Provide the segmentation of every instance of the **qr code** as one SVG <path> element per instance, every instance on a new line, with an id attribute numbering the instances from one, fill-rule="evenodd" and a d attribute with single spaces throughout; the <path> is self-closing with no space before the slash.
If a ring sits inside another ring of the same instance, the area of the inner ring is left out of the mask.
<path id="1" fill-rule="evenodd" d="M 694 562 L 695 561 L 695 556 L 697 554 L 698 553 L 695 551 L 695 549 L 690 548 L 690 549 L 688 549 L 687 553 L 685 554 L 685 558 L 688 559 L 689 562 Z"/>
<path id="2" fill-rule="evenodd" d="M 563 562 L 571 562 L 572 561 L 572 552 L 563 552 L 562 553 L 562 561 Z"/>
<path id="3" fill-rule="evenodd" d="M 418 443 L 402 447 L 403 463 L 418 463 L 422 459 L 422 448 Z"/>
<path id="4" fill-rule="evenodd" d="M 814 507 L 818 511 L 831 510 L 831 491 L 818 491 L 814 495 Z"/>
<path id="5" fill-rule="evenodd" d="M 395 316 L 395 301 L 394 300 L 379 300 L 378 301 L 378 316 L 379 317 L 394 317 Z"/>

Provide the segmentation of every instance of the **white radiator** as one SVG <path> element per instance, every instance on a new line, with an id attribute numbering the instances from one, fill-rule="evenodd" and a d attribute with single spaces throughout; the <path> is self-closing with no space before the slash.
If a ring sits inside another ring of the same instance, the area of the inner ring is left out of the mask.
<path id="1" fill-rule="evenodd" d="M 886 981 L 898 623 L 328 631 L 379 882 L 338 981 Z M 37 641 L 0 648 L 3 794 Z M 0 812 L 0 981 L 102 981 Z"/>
= = = = = = =
_What to do_:
Every entry needs to be written out again, exactly as given.

_Problem solution_:
Provide the segmentation of every instance of the **qr code** as one SVG <path> element per instance, every instance on a new line, with an id attribute numbering the instances from one, fill-rule="evenodd" and a d attribute with single spaces throughout; the <path> is self-closing with no space before the slash.
If a ring sits inside another ring of the same instance, the area of the inner ring is left out of the mask.
<path id="1" fill-rule="evenodd" d="M 694 562 L 695 561 L 695 556 L 697 554 L 698 553 L 695 551 L 695 549 L 690 548 L 690 549 L 688 549 L 687 553 L 685 554 L 685 558 L 688 559 L 689 562 Z"/>
<path id="2" fill-rule="evenodd" d="M 563 562 L 571 562 L 572 561 L 572 552 L 563 552 L 562 553 L 562 561 Z"/>
<path id="3" fill-rule="evenodd" d="M 418 443 L 402 447 L 403 463 L 418 463 L 422 459 L 422 448 Z"/>
<path id="4" fill-rule="evenodd" d="M 814 507 L 818 511 L 831 510 L 831 491 L 818 491 L 814 495 Z"/>
<path id="5" fill-rule="evenodd" d="M 395 316 L 395 301 L 394 300 L 379 300 L 378 301 L 378 316 L 379 317 L 394 317 Z"/>

Provide the segmentation of every instance of the **white radiator** as one SVG <path> element per instance, every instance on a new line, with an id attribute numbering the instances from one, fill-rule="evenodd" and a d attribute with single spaces throughout; the <path> is self-closing with no space before the slash.
If a ring sits inside another ring of the same instance, the area of the inner ring is left out of the mask.
<path id="1" fill-rule="evenodd" d="M 886 981 L 898 623 L 328 631 L 379 882 L 338 981 Z M 37 641 L 0 648 L 3 794 Z M 0 812 L 0 981 L 102 981 Z"/>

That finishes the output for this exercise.